**Selected passage**

========================================

By midsummer all the correspondents were taking side-trips from Moscow. The Health Department patrolled the railways well. There were regions where one could not buy a ticket without inoculation against cholera, but week by week these regions were cleaned up and the restrictions removed. You could go down to Nijni Novgorod to see the worldfamous fair, in a good sleeping-car each way, or, if you chose, by airplane. My friends, Russian as well as foreign, were taking vacations to the Crimea and Caucasus. The Siberian Express had been reestablished and was putting on a dining-car.

In the autumn I went on a trip to the Arctic Circle, visiting mines and sawmills. The trains in this far north were slow and crowded and dirty, but they ran on definite schedule and arrived on time. On the main line, from Petrograd to Moscow, one could not ask for better service. I made the trip four times in six weeks, once in a diplomatic car and three times in ordinary "cars with soft seats" reserved for sleeping. In the diplomatic car I had the luxury of private coupe and lavatory, with tea served morning and evening by a most comradely car conveyer, who refused tips but accepted friendly gifts of cigarettes. Even the ordinary cars now furnished clean sheets and good blankets. There were eight or ten such cars on the train, running every night between the two cities.

========================================

**Data excerpts**
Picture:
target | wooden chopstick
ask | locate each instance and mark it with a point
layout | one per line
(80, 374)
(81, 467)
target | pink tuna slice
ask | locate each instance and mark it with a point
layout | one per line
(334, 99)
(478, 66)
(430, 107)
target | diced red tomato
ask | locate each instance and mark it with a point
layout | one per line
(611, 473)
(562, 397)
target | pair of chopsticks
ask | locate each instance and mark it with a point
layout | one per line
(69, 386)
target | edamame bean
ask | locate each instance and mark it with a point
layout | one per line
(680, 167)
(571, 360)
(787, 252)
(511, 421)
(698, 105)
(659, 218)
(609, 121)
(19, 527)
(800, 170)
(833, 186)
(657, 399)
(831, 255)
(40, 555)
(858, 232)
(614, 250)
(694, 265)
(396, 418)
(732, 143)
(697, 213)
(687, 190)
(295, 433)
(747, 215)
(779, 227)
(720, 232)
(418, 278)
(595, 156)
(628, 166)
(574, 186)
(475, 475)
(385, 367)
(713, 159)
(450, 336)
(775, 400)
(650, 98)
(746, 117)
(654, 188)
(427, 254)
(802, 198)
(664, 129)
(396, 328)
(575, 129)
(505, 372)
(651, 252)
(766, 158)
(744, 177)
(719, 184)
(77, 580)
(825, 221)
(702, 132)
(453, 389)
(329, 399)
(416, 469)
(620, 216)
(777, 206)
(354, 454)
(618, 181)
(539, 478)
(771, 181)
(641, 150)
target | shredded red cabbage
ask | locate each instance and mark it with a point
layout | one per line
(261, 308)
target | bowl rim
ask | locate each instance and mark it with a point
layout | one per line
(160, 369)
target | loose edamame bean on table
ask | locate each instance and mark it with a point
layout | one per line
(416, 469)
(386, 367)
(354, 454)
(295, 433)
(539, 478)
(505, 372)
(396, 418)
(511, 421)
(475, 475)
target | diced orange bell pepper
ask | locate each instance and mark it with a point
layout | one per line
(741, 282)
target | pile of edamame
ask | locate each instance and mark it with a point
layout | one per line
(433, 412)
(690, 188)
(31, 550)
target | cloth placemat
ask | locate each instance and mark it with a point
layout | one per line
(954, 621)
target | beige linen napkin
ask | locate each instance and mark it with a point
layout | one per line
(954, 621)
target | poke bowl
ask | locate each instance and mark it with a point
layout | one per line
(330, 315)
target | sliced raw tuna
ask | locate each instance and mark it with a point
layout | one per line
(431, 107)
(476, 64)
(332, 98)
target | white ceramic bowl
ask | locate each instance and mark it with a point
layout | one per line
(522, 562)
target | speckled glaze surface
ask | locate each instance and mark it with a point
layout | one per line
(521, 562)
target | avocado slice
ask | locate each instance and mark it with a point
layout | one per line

========================================

**Task goal**
Please continue the passage about train travel in Russia, starting right after its last sentence.

**Solved problem**
All over Moscow there was a fury of repairing. Along the streets. I had to turn out on every block for the repaving of sidewalks, or to dodge the splashing paint from the buildings that were being freshened. My days of work in the hotel room went on to the rasping sound of iron on stone, as they tore up and repaired the hotel corridors. In that one first summer, from April to August, Moscow repaired 100,000 square yards of cobblestone pavements and 10,000 square yards of sidewalks; she repaired six broken bridges and let contracts for forty-two others. She doubled the number of street cars and made line extensions.

They also planted,--a typically Russian touch,--120,000 Square yards of flower-beds in the city's open squares and boulevards. In and out among these there were children playing, and young men and girls strolling late into the summer evenings. On all the street corners were flowers for sale, and cigarettes and little bread-rolls.

Everyone was rejoicing in having much more to eat. Week by week, through the summer, the standard of living improved. I shared an apartment for three months with people high up in the Government Publishing House. In June, the little gifts of white flour and sugar jam, bought in the American Commissary by virtue of my citizenship, were hailed with shouts of delight and made the occasion for a celebrating party. By August these things were tame additions to the food supply, not worth an extra trip to get. In June my hostess and her sisters were borrowing my old clothes on various occasions; we nearly fought over who should wear a raincoat of ancient pattern. By August they were going on vacations to Berlin and had more clothes than I had, since they had restocked after eight lean years.

All through the northern provinces, under the Arctic Circle, where the cool summer made their own harvest a total failure, they were yet rejoicing in having at last enough to eat. Their timber industry had opened, and the central government had lent them food in return for the promise of timber, which they had already cut and were sawing for the foreign market.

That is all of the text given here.